======== Selected passage

Recognising and moving on from the past, I allowed myself to consider a future. I made material changes in my life. For all that the past was heavily involved in my illness, the present contributed too – painful journeys needed to happen to end an unhappy relationship, find a place to live that brought me joy, not sadness, break free of a job which was destructive, lessen debt, improve family relationships. Not all of these journeys are over, some of them are still sources of great sorrow. But it must be recognised that recovery in mental illness is often reliant not just on our ability to access treatment, or practice self care, but also overcoming material circumstances which add to our distress. Sometimes we are able to influence these things, sometimes we are not.
We do what we can. And so another part of my recovery is pro-active. Try to eat better, not drink as much, take supplements, build new friendships, enjoy nature, take simple pleasures, channel my energies into creating, painting, writing. Exercise more. Sleep. Learn. Help people.
When I am having a bad day, anxieties high, panic attacks – I try to lean into it a little. Explore it – find out what it is which is provoking that anxiety, because that teaches me what I still need to work on, to think about, to find a way through. Sometimes I find it is something I have worked on before, and I realise I have to try and practice some more. Sometimes it is a new revelation, another stage of the journey, and I am grateful for everything it is teaching me. Because in going through all of this, I learn more about myself, and the things which are important to me, and what I want out of this life. What do I want to recover? I don’t necessarily want to go back to the high stress, high responsibility job. I don’t value status. I want to be fitter, so I can live longer and also be able to get about more and enjoy this world we live in for whatever time I do have, even this square mile around me. I don’t need to be famous, or everybody’s friend. I want to sleep soundly and be at peace. I would like to be more confident, and able to reach more people, help more people. Maybe I will get there.

================
======== Data provided

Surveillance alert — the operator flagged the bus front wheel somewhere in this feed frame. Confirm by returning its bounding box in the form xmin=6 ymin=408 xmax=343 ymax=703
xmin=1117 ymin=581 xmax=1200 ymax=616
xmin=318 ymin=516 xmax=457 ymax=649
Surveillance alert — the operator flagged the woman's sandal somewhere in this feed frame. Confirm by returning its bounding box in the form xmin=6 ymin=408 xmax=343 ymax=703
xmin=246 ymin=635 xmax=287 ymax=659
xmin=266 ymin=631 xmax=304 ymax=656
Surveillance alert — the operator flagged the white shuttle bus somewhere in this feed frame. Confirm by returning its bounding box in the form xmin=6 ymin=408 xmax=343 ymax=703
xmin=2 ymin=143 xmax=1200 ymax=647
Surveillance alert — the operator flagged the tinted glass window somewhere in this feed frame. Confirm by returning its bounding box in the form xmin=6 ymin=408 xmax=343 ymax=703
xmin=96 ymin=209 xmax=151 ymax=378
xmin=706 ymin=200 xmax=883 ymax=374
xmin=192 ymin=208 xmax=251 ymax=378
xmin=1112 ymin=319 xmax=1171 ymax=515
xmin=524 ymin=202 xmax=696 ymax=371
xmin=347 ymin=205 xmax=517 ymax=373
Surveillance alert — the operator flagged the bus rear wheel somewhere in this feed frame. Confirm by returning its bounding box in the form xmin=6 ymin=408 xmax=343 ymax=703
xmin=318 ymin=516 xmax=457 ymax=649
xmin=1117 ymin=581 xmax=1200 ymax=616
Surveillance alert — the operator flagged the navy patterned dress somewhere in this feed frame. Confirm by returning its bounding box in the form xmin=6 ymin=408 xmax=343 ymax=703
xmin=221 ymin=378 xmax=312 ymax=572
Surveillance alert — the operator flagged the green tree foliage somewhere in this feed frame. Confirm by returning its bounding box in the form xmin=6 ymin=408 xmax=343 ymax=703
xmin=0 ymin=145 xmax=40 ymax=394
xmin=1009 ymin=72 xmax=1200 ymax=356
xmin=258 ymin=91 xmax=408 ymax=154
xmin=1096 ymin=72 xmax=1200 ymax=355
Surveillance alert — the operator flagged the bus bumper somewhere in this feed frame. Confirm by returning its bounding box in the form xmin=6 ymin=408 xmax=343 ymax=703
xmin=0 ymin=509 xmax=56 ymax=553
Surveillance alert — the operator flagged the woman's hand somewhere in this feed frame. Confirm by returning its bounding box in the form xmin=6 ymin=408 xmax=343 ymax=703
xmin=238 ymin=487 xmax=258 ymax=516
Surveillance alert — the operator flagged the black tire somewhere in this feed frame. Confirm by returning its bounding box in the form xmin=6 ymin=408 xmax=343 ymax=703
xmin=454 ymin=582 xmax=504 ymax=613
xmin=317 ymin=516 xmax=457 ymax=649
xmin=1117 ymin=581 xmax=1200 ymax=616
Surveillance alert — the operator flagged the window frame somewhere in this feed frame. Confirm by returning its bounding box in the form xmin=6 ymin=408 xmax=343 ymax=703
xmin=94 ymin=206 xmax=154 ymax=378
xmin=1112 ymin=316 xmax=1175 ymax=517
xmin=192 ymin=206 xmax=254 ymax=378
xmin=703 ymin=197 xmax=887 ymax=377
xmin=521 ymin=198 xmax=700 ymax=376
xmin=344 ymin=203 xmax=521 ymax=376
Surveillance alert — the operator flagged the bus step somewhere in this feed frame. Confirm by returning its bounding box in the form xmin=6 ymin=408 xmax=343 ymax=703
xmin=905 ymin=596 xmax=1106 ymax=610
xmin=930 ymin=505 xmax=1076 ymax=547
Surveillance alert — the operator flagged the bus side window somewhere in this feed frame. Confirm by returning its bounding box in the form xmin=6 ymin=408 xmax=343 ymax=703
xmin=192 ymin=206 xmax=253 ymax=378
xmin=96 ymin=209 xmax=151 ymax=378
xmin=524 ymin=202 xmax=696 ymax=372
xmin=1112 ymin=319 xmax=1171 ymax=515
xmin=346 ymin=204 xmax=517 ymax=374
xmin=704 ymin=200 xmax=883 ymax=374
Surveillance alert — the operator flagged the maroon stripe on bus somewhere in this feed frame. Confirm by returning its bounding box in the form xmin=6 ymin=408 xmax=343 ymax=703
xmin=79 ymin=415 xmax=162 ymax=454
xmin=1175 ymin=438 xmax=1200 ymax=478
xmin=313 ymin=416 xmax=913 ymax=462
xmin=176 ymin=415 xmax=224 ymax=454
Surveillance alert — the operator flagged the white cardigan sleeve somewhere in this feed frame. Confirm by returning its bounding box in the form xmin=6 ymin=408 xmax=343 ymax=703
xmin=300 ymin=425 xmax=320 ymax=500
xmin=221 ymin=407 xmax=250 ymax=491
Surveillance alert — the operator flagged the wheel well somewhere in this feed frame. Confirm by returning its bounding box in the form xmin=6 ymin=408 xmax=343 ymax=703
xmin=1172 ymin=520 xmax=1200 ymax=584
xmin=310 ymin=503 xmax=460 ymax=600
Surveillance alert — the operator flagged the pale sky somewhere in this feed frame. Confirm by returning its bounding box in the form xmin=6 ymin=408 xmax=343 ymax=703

================

## Try it
Answer these questions about the recovery passage:
1. What kind of relationship does the writer say needed to end?
2. Into which three activities does the writer channel their energies?
3. What does the writer say they don't value?
The records were drawn from a different source.

## Written answer
1. An unhappy relationship.
2. Creating, painting, and writing.
3. Status.